Task description
Pick out every row below that contains the word "post" and copy each of those rows unchanged.

====================

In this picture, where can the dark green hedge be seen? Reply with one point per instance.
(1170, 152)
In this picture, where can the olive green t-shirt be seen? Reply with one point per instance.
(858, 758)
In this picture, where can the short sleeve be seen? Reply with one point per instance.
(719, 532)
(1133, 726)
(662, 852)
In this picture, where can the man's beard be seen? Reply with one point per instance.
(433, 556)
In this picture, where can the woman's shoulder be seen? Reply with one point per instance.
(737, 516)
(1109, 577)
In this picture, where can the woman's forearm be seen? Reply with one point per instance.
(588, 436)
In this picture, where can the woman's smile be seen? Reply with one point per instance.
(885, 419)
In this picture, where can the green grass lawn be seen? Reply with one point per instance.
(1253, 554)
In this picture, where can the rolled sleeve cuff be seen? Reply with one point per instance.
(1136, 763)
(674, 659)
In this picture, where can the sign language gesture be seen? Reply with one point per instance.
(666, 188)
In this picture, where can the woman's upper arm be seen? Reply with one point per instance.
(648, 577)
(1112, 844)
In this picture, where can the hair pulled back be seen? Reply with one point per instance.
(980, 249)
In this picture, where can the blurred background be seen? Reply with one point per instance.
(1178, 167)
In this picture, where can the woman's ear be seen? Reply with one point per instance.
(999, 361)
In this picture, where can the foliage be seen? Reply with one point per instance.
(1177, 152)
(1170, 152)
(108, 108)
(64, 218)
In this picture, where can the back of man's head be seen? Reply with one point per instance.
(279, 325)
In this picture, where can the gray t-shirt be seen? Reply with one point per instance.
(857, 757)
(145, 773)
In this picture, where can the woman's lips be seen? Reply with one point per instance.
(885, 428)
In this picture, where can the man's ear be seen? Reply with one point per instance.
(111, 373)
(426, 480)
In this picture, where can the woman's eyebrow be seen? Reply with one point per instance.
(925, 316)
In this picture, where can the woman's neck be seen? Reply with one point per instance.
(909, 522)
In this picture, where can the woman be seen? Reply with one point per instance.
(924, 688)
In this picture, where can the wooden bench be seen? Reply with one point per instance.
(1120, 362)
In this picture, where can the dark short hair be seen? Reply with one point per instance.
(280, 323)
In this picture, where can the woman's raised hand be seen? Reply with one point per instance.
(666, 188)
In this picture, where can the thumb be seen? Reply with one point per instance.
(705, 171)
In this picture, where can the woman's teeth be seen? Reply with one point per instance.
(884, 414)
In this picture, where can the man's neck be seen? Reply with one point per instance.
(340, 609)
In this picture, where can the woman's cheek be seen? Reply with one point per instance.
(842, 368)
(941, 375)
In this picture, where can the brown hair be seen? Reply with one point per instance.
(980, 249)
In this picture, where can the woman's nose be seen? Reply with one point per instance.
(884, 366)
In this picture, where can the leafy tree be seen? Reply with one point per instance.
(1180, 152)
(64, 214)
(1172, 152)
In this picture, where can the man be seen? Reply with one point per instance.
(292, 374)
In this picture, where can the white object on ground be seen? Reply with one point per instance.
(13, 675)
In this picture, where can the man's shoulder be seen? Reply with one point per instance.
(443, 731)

====================

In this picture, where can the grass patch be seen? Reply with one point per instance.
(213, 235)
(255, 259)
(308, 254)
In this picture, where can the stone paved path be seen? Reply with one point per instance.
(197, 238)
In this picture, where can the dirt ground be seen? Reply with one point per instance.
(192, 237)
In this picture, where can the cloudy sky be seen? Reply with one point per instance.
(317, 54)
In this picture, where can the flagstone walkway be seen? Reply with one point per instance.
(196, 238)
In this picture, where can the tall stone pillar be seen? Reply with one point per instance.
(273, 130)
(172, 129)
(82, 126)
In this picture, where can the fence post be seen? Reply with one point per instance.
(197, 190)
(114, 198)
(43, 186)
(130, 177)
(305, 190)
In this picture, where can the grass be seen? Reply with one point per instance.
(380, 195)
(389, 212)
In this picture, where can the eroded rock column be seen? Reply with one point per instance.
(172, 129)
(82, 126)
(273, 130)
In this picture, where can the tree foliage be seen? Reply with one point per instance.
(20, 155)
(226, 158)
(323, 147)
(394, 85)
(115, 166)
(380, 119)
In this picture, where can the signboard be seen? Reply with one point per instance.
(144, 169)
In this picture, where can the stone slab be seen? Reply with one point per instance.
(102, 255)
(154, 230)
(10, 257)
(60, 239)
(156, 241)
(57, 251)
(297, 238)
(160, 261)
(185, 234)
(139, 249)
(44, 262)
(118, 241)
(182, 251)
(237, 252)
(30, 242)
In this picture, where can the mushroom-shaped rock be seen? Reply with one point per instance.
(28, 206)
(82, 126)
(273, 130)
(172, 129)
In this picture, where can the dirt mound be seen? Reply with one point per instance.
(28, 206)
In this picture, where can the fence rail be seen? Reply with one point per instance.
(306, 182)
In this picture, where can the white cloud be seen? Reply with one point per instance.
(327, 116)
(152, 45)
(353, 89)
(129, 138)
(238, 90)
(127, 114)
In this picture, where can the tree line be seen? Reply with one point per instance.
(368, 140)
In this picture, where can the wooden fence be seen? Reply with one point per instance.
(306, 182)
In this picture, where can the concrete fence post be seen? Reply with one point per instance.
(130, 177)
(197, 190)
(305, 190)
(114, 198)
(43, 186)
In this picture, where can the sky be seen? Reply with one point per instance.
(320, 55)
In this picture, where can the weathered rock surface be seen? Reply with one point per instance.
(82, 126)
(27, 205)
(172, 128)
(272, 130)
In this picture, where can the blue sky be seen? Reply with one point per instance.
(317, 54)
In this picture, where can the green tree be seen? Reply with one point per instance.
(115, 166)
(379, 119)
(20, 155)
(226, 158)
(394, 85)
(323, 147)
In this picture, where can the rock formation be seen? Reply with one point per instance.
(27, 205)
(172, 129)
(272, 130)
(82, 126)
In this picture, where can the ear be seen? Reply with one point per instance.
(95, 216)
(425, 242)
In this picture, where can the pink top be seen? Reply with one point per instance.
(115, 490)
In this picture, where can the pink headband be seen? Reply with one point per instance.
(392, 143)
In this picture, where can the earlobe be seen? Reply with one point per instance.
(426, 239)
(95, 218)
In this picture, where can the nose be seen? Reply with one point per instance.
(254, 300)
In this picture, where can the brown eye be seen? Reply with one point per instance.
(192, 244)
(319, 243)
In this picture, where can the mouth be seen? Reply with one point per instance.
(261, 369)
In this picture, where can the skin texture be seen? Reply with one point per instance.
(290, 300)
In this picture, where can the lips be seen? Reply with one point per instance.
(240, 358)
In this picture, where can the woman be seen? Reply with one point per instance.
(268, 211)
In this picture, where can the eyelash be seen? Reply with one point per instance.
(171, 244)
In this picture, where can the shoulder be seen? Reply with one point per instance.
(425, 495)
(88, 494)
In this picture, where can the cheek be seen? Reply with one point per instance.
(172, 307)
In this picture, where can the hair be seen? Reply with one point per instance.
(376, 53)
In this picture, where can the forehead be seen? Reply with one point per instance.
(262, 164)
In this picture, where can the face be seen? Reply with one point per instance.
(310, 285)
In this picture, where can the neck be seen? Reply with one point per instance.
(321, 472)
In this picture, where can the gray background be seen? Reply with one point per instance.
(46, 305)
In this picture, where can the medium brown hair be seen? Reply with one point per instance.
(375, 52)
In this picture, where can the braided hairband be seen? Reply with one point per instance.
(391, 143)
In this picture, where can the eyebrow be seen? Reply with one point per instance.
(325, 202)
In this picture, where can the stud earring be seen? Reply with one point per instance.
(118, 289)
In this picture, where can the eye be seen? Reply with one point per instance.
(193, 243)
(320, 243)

====================

The answer
In this picture, where can the fence post be seen? Reply with one point per instance.
In this picture, where can the concrete fence post be seen? Reply with one point per instance.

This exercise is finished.